**SET EXERCISE:** Extract every line from the rows below that contains the string "balloon", copying each such line in full.
━━━━━ RECORD LIST
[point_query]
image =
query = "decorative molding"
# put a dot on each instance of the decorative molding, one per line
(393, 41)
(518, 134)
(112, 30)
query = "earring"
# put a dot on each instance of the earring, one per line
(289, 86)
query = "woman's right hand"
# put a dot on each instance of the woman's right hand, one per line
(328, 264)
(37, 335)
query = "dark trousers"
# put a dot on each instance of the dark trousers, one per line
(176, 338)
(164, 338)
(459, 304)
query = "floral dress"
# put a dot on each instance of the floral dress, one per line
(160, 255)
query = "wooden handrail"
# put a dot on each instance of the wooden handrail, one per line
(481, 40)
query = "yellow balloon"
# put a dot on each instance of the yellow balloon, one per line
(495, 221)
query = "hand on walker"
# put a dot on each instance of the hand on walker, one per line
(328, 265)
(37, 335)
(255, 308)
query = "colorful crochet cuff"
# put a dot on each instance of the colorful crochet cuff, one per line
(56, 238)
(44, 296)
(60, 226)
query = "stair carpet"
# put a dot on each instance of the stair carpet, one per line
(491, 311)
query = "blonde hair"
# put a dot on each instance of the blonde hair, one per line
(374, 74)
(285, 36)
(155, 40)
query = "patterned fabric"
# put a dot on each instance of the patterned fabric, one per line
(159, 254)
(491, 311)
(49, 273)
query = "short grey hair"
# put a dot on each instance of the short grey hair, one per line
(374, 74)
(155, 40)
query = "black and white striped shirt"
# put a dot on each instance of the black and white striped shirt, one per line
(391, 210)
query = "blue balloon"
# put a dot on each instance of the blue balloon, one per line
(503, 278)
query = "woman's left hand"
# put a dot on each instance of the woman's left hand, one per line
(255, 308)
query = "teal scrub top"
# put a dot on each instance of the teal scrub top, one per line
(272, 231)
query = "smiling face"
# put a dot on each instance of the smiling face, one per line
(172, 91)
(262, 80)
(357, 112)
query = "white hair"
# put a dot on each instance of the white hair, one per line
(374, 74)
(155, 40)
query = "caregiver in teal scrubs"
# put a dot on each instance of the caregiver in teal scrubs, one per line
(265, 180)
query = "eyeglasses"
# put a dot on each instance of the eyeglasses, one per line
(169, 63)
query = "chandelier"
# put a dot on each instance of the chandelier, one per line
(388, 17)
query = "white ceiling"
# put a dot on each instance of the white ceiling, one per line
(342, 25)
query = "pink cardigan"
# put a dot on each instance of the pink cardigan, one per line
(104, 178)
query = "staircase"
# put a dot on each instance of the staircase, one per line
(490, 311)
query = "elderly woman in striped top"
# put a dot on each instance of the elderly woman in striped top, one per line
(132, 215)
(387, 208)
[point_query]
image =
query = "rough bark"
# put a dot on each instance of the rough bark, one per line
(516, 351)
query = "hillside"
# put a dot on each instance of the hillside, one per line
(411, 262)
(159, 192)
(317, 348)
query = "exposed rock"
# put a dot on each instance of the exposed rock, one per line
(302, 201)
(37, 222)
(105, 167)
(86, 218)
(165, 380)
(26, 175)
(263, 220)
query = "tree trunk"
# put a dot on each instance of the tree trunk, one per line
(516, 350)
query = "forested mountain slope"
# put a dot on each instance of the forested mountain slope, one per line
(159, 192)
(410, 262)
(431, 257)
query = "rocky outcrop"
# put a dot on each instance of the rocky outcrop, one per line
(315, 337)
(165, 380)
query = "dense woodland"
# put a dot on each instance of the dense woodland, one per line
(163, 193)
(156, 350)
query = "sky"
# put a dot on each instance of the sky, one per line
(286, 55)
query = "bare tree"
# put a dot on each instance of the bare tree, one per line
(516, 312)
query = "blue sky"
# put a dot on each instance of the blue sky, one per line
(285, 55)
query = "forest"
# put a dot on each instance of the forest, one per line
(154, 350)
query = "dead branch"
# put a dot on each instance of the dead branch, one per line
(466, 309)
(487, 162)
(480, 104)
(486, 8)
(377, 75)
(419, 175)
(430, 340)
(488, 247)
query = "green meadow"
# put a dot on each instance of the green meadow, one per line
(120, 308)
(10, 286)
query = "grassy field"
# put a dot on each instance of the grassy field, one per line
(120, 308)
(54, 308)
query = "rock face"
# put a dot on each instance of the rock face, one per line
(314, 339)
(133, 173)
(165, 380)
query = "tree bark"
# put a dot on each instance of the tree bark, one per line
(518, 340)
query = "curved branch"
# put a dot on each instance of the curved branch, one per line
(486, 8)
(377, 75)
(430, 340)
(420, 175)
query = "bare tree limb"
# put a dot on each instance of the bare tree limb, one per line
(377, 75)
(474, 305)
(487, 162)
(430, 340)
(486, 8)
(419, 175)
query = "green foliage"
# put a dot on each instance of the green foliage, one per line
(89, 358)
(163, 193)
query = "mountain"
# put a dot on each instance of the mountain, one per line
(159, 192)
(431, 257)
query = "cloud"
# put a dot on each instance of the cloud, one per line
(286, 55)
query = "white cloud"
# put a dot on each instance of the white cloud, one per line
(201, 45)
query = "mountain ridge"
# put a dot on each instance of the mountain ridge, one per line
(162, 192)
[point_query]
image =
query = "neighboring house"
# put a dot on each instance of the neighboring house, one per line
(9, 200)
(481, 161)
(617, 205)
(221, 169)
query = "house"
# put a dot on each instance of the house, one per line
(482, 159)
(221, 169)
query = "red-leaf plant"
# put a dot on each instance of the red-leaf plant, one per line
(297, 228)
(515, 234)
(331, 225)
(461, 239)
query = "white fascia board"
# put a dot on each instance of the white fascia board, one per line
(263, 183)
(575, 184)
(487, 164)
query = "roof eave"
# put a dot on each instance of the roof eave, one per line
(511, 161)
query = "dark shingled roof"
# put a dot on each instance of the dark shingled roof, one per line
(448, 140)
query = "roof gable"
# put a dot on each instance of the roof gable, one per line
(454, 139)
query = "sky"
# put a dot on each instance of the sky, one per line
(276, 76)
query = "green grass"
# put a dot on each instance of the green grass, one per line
━━━━━━━━━━
**OUTPUT BELOW:**
query = "yellow balloon"
# put a dot on each instance of the yellow balloon, one per line
query = "blue balloon"
# put a dot on each instance of the blue balloon, one per line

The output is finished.